::: Records supplied
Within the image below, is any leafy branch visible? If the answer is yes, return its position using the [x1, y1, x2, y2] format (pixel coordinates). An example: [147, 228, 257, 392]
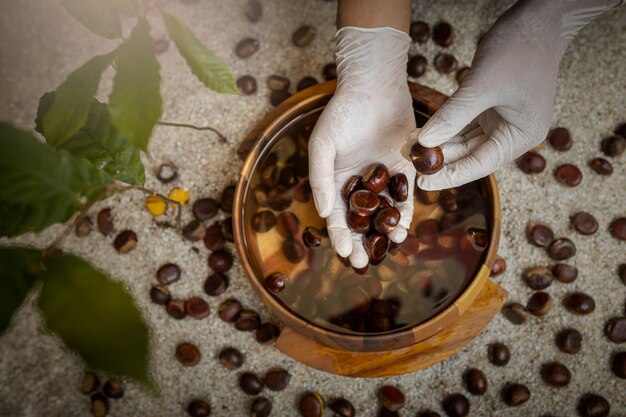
[0, 0, 239, 394]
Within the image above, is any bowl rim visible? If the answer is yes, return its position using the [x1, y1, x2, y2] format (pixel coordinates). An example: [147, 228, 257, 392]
[233, 80, 501, 350]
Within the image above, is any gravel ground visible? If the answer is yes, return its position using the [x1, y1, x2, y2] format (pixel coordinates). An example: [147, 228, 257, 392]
[0, 0, 626, 417]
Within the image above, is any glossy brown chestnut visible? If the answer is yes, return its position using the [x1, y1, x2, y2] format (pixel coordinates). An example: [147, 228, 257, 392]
[348, 212, 372, 233]
[363, 164, 389, 194]
[387, 173, 409, 202]
[263, 272, 289, 294]
[302, 226, 322, 248]
[341, 175, 363, 204]
[363, 231, 389, 261]
[378, 195, 393, 210]
[350, 190, 380, 216]
[410, 142, 443, 175]
[374, 207, 400, 235]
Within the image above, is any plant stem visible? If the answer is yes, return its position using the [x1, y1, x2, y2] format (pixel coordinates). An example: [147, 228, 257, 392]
[45, 183, 113, 254]
[118, 185, 183, 233]
[157, 121, 228, 143]
[45, 182, 182, 256]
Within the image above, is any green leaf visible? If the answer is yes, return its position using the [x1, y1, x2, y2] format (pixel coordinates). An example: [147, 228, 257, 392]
[35, 91, 54, 135]
[61, 99, 145, 185]
[0, 123, 110, 236]
[61, 0, 122, 39]
[43, 54, 113, 148]
[161, 11, 240, 94]
[109, 18, 163, 150]
[0, 247, 41, 335]
[38, 255, 154, 387]
[112, 0, 139, 17]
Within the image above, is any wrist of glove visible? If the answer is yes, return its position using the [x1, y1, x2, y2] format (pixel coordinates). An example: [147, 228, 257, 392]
[309, 27, 415, 268]
[403, 0, 621, 190]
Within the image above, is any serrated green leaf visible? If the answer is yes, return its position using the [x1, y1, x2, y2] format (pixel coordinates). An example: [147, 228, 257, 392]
[35, 91, 54, 135]
[0, 123, 111, 236]
[0, 247, 41, 335]
[61, 0, 122, 39]
[38, 255, 153, 387]
[109, 18, 163, 150]
[161, 11, 240, 94]
[61, 99, 145, 185]
[112, 0, 139, 17]
[43, 53, 113, 148]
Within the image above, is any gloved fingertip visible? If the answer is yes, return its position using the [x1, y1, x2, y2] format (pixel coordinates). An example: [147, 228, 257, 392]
[400, 142, 413, 161]
[349, 242, 369, 268]
[417, 175, 441, 191]
[389, 226, 408, 243]
[313, 189, 335, 219]
[417, 129, 446, 148]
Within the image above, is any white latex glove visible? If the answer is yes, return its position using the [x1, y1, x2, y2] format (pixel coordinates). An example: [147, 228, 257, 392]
[309, 27, 415, 268]
[403, 0, 621, 190]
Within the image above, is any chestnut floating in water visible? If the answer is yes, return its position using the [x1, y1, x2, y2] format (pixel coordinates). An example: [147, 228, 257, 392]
[410, 142, 443, 175]
[263, 272, 289, 293]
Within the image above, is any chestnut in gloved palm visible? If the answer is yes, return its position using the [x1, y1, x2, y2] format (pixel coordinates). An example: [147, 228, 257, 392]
[403, 0, 621, 190]
[309, 27, 415, 268]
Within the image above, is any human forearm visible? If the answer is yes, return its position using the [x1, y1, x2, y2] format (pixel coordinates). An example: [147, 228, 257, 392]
[337, 0, 411, 32]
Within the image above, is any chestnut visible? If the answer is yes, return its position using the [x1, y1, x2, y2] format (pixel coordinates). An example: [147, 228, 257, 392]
[410, 142, 443, 175]
[276, 211, 300, 238]
[378, 195, 393, 210]
[341, 175, 363, 204]
[387, 173, 409, 202]
[374, 207, 400, 235]
[282, 238, 306, 264]
[348, 212, 372, 233]
[252, 210, 276, 233]
[302, 226, 322, 248]
[263, 272, 289, 294]
[415, 219, 441, 245]
[261, 165, 279, 187]
[363, 164, 389, 194]
[415, 184, 439, 205]
[438, 190, 459, 212]
[363, 230, 389, 261]
[350, 190, 380, 216]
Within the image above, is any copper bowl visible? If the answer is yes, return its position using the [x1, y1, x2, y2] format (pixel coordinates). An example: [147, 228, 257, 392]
[233, 81, 501, 352]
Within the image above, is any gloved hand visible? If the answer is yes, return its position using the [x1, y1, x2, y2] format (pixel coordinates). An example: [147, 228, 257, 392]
[309, 27, 415, 268]
[403, 0, 621, 190]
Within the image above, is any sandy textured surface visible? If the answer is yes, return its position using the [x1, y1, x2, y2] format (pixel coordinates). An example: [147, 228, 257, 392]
[0, 0, 626, 417]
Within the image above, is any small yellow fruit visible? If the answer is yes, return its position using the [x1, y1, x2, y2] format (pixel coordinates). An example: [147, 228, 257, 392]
[146, 195, 167, 217]
[168, 187, 189, 205]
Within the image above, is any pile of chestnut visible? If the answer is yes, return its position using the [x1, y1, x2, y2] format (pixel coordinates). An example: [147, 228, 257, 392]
[341, 164, 409, 262]
[341, 143, 443, 263]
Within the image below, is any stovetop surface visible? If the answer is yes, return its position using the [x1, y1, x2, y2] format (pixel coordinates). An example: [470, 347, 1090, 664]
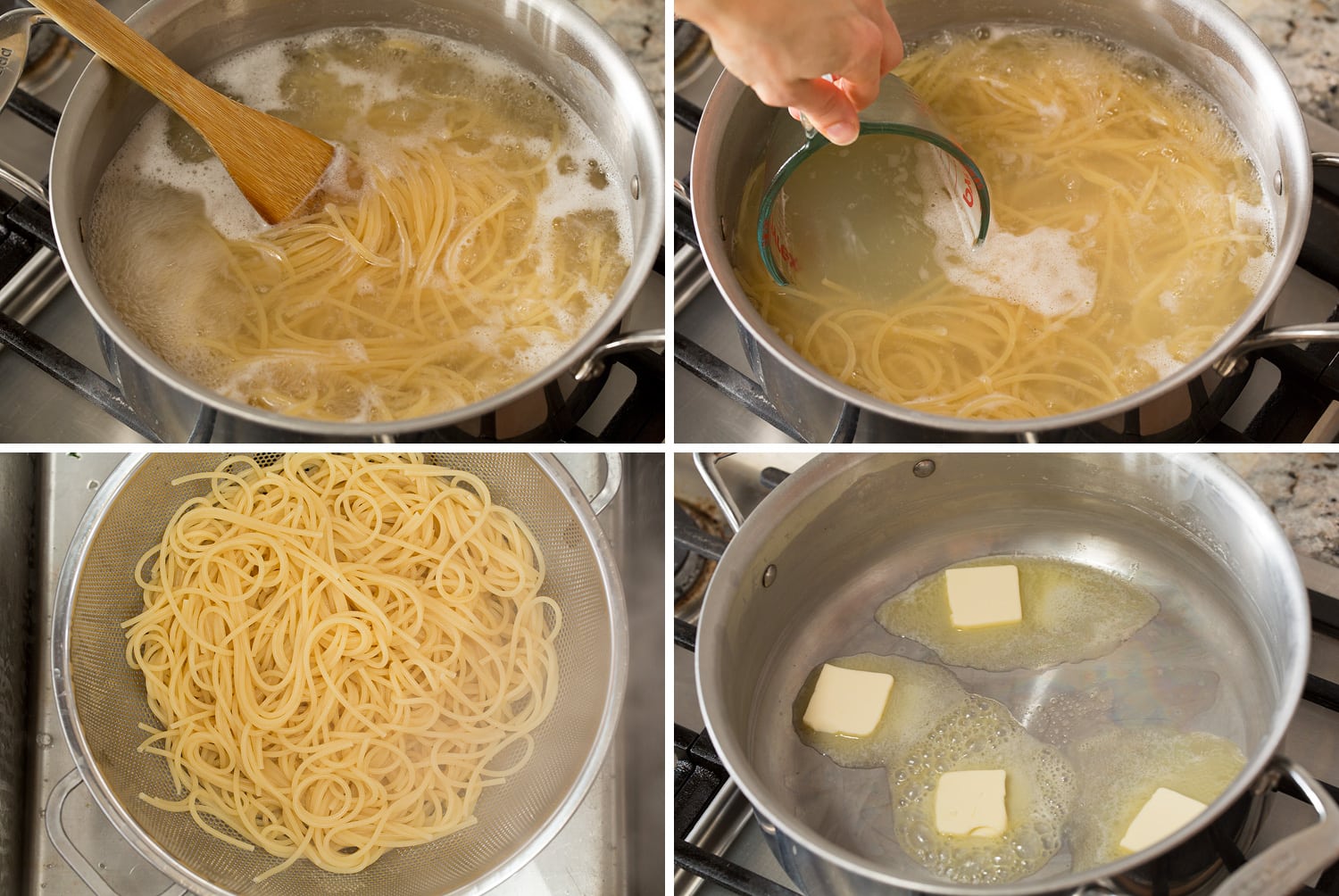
[0, 0, 666, 444]
[672, 59, 1339, 444]
[671, 452, 1339, 896]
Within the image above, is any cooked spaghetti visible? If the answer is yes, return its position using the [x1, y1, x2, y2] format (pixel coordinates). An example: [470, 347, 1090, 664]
[90, 29, 631, 422]
[736, 29, 1275, 419]
[125, 454, 562, 877]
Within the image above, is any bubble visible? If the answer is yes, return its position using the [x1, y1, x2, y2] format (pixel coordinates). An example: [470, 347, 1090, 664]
[875, 556, 1159, 671]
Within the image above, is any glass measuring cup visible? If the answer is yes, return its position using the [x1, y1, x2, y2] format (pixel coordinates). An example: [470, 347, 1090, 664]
[757, 75, 991, 286]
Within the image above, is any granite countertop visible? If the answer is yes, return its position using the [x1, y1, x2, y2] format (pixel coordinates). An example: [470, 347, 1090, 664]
[573, 0, 669, 112]
[1220, 454, 1339, 567]
[1224, 0, 1339, 128]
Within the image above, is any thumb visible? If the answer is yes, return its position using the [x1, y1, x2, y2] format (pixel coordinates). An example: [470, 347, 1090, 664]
[787, 78, 860, 146]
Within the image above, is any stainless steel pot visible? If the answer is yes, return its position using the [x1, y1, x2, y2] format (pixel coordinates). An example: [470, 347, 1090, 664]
[0, 0, 664, 442]
[693, 0, 1339, 442]
[51, 452, 628, 896]
[696, 452, 1339, 896]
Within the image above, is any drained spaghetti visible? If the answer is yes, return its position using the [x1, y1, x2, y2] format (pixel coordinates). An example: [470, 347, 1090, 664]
[736, 29, 1275, 419]
[125, 454, 562, 877]
[90, 29, 631, 422]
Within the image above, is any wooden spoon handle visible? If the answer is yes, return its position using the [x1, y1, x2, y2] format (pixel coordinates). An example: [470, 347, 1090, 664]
[32, 0, 217, 125]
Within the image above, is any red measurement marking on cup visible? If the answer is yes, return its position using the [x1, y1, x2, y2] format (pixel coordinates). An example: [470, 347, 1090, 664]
[762, 217, 800, 270]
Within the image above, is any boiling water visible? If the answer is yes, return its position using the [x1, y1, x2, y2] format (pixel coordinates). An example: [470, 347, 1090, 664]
[90, 29, 632, 420]
[736, 29, 1275, 419]
[876, 557, 1159, 672]
[766, 546, 1264, 883]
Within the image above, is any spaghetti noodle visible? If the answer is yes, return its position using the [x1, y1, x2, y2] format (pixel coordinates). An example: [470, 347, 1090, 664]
[736, 29, 1274, 419]
[125, 454, 562, 877]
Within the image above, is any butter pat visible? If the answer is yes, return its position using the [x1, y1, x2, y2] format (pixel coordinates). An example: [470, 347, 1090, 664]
[1121, 787, 1205, 851]
[935, 768, 1009, 837]
[803, 663, 894, 738]
[944, 565, 1023, 628]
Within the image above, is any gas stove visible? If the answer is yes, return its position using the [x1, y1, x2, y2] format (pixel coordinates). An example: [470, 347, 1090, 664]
[0, 452, 666, 896]
[672, 32, 1339, 444]
[0, 0, 666, 444]
[672, 452, 1339, 896]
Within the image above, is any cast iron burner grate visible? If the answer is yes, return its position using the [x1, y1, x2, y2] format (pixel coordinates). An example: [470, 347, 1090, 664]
[674, 468, 1339, 896]
[0, 88, 664, 444]
[674, 94, 1339, 444]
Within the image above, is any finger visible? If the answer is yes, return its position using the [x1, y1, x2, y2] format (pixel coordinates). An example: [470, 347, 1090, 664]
[837, 48, 884, 109]
[787, 78, 860, 146]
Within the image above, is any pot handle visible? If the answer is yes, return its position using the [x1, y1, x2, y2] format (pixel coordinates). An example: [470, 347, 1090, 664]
[693, 452, 744, 532]
[1213, 153, 1339, 377]
[572, 329, 666, 383]
[1215, 755, 1339, 896]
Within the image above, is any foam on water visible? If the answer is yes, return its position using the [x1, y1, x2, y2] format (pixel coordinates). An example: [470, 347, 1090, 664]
[888, 696, 1077, 884]
[1066, 723, 1245, 872]
[90, 29, 632, 420]
[916, 146, 1097, 318]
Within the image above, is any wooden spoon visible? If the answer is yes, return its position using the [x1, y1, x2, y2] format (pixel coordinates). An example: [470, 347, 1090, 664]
[32, 0, 335, 224]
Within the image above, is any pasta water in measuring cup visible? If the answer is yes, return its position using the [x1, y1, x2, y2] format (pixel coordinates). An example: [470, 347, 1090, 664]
[758, 75, 991, 290]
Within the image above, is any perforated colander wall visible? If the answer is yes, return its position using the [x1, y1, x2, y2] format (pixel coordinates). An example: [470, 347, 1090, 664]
[56, 454, 623, 896]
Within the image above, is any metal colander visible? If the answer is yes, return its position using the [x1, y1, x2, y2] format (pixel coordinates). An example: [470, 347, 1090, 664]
[53, 452, 628, 896]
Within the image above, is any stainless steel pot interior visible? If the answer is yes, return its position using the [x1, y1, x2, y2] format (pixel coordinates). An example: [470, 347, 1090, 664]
[51, 0, 664, 436]
[693, 0, 1312, 436]
[696, 454, 1310, 893]
[53, 452, 628, 896]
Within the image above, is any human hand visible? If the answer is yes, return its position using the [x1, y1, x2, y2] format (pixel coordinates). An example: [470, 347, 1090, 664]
[675, 0, 902, 146]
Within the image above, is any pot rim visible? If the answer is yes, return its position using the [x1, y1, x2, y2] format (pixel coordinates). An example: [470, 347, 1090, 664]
[50, 0, 664, 436]
[691, 0, 1312, 436]
[694, 452, 1311, 896]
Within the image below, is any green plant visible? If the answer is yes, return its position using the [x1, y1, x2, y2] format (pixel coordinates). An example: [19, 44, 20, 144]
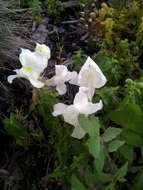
::::::
* Written instruction:
Rewrite the entries from the line with "Within the image above, is any stainless steel pot visible?" up to and including the line with "[696, 452, 1339, 896]". Replace "stainless steel pot" with "cast iron pot" and keep everything else unchanged.

* Expected output:
Within the image above, is any cast iron pot visible? If the answer is yes, return its position using the [x1, y1, x2, y2] format (pixel coordinates). An example: [470, 347, 1090, 664]
[0, 0, 664, 442]
[693, 0, 1339, 442]
[51, 452, 628, 896]
[696, 452, 1339, 896]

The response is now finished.